● **What you will do**
Look for the line containing "Target — red tile roof" in the listing below; from there, output every line exactly, the last one included.

● **Supplied entries**
Segment Open
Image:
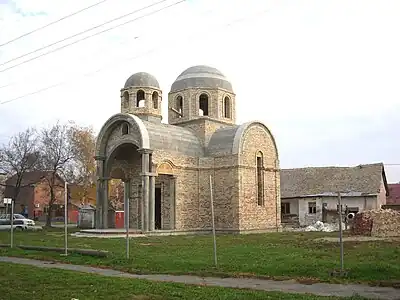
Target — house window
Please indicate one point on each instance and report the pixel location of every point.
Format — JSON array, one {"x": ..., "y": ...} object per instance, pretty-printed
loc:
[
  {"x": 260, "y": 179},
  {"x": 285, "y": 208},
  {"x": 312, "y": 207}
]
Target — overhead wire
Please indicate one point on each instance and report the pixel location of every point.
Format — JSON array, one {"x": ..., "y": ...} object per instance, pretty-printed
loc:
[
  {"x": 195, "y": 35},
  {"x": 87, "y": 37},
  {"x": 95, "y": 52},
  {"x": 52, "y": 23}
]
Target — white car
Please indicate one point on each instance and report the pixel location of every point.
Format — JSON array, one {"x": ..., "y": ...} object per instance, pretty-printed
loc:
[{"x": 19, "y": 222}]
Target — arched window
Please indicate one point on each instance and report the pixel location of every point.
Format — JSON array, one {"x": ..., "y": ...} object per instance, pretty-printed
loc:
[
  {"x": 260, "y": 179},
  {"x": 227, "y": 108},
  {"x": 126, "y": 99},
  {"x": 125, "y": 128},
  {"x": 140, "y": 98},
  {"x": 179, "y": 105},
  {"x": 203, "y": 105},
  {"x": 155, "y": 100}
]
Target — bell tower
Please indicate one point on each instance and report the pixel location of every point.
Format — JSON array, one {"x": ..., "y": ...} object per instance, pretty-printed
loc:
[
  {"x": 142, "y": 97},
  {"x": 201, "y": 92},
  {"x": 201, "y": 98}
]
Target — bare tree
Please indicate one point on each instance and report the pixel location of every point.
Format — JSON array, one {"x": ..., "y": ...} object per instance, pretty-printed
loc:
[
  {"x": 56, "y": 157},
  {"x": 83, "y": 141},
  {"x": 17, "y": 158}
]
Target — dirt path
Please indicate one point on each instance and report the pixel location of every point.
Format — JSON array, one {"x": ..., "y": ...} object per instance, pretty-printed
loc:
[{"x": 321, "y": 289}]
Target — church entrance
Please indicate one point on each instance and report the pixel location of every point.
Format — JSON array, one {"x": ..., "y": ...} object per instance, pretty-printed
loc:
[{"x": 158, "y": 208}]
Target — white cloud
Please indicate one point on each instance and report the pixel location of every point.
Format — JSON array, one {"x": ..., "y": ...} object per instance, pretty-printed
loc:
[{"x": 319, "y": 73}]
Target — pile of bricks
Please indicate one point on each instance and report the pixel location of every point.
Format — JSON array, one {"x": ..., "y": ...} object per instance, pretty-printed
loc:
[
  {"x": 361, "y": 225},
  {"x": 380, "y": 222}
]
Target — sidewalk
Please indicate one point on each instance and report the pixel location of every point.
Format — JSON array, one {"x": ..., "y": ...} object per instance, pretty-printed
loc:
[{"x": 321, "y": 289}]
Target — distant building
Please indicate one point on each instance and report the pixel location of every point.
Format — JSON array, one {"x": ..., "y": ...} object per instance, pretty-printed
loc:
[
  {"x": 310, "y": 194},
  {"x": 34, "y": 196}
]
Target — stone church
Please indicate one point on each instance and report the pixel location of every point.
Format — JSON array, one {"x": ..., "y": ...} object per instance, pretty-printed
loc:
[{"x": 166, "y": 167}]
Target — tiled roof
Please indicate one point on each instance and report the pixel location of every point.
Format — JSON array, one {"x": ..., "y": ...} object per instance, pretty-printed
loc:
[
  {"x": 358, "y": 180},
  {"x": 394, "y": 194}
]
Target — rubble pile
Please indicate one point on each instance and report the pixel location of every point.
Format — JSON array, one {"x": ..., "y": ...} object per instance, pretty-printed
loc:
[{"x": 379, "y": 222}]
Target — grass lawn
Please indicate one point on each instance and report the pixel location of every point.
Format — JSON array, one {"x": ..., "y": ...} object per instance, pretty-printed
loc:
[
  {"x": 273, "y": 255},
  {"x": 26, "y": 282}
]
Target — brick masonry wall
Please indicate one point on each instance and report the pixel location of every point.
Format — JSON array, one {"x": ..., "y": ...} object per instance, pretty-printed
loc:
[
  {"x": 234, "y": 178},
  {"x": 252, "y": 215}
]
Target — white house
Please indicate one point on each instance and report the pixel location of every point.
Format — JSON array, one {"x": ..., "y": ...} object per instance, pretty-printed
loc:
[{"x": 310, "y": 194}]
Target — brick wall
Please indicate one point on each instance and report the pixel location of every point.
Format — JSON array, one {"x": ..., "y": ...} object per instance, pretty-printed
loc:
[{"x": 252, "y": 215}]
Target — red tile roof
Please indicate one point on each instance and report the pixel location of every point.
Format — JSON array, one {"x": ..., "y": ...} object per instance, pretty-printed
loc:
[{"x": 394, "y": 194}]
Segment Closed
● **Solution below**
Target — red tile roof
Please indicate one point on each instance and report the pixel location of every point.
Format — JSON array, one {"x": ..., "y": ...} object per instance, pretty-printed
loc:
[{"x": 394, "y": 194}]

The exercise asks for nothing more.